[Region labeling items]
┌────────

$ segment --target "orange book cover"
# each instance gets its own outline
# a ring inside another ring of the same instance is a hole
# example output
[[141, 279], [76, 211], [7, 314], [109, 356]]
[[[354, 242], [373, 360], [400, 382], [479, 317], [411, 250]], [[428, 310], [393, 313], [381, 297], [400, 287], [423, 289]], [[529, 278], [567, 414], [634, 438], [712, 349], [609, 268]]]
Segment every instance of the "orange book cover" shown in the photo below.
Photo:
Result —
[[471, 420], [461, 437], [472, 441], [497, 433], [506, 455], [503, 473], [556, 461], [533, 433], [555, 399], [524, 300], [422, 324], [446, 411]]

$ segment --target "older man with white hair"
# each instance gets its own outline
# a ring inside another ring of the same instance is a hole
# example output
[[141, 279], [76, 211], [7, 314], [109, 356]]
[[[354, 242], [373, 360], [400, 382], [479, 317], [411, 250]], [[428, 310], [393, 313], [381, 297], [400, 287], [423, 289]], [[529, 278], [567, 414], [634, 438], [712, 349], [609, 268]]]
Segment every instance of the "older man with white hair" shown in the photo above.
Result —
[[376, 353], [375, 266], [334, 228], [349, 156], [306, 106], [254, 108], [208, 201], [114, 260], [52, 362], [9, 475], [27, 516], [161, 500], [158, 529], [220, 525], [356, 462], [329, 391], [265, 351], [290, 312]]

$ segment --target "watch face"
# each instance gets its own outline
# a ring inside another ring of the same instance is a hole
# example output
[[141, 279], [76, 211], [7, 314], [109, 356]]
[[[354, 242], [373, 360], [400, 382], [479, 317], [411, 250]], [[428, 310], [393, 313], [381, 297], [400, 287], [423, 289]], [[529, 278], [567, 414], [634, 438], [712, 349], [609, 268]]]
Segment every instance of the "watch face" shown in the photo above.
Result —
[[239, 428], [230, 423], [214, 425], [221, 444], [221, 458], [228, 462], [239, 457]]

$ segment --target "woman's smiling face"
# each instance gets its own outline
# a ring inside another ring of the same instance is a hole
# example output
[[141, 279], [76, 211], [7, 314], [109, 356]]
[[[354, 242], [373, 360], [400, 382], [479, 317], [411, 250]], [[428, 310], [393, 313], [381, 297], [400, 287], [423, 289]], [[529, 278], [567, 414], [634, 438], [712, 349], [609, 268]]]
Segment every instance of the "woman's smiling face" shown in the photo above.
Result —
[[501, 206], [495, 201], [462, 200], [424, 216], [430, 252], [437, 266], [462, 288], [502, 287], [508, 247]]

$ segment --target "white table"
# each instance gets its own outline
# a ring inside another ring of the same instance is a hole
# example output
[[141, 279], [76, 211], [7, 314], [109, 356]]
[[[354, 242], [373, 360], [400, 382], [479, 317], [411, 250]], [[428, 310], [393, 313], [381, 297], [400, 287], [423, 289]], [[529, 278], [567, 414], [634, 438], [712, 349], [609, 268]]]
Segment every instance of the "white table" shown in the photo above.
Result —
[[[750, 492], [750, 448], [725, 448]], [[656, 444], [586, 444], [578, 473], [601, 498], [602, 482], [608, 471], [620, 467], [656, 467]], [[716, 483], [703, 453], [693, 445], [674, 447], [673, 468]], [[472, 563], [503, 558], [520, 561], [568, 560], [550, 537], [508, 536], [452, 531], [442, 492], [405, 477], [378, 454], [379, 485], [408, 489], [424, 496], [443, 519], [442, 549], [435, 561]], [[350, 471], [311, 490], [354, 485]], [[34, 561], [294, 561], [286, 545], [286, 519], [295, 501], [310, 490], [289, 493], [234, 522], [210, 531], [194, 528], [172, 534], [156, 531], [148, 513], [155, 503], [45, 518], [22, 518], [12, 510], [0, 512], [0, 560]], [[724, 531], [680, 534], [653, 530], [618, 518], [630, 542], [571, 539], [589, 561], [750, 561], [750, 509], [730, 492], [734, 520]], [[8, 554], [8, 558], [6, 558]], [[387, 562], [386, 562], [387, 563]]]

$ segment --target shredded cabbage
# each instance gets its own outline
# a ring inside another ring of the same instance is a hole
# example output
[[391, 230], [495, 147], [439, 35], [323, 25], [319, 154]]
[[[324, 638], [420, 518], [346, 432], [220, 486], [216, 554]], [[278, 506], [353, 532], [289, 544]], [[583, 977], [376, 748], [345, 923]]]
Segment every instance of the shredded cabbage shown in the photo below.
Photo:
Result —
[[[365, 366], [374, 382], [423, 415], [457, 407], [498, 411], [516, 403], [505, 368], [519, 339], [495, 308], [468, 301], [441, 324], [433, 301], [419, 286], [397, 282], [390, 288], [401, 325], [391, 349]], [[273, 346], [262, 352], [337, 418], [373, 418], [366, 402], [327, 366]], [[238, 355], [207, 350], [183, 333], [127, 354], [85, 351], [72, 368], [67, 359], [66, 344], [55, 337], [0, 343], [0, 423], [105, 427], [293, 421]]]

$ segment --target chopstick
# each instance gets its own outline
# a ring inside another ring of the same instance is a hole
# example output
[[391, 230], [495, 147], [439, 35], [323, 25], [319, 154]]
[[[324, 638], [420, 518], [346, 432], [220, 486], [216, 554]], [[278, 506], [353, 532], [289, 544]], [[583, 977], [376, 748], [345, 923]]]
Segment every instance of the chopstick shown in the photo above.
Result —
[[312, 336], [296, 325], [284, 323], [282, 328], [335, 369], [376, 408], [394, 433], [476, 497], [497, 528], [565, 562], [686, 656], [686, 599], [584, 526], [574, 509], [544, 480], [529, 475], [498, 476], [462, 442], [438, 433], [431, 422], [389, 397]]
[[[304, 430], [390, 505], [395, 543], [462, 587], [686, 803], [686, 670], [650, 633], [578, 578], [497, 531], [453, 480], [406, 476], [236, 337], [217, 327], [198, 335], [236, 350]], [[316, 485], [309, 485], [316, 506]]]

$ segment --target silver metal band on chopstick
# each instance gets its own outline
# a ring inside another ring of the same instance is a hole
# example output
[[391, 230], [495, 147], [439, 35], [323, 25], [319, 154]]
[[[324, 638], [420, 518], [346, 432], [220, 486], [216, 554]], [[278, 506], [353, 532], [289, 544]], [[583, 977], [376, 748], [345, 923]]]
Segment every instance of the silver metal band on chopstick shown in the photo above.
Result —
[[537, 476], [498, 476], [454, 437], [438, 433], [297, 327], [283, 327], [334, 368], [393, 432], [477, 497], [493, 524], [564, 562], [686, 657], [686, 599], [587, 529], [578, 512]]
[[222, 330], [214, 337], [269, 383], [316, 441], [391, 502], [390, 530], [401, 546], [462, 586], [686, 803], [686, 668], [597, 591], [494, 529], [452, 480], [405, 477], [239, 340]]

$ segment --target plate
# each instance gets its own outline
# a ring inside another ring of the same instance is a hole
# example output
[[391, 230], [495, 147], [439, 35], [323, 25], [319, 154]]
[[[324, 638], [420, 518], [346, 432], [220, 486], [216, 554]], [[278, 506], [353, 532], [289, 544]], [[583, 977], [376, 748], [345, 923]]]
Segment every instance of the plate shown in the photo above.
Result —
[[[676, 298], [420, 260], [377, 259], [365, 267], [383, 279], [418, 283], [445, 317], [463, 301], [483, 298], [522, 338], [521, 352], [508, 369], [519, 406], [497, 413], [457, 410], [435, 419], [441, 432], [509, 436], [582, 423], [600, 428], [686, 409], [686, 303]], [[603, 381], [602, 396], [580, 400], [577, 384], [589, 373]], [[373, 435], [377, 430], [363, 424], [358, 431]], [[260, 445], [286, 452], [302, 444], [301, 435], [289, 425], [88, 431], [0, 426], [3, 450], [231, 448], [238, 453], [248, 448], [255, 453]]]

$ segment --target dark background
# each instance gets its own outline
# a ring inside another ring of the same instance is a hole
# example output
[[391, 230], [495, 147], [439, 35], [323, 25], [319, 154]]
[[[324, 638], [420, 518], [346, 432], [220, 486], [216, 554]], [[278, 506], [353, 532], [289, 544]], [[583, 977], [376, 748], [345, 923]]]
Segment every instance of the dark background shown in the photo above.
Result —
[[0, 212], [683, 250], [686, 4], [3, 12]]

└────────

» Aim
Copy out, with no changes, the part of the listing above that opens with the line containing "segment --target chopstick" and closes with the line containing "485], [316, 506]]]". Include both of those lines.

» Solution to this exercise
$ segment --target chopstick
# each instance gets its own outline
# a ring inside another ring of the same instance is a hole
# example output
[[391, 230], [495, 147], [439, 35], [323, 25], [319, 154]]
[[[324, 638], [420, 518], [346, 432], [220, 486], [216, 554]], [[278, 506], [353, 532], [289, 544]], [[583, 977], [376, 748], [345, 923]]]
Segment every instance of the chopstick shown in the photo above.
Result —
[[312, 336], [296, 325], [284, 323], [282, 328], [335, 369], [376, 408], [394, 433], [476, 497], [497, 528], [565, 562], [686, 656], [686, 599], [584, 526], [574, 509], [544, 480], [529, 475], [498, 476], [462, 442], [438, 433], [431, 422], [389, 397]]
[[[304, 430], [390, 505], [395, 543], [462, 587], [686, 803], [686, 670], [650, 633], [578, 578], [497, 531], [453, 480], [406, 476], [236, 337], [217, 327], [198, 335], [236, 350]], [[316, 485], [309, 485], [316, 506]]]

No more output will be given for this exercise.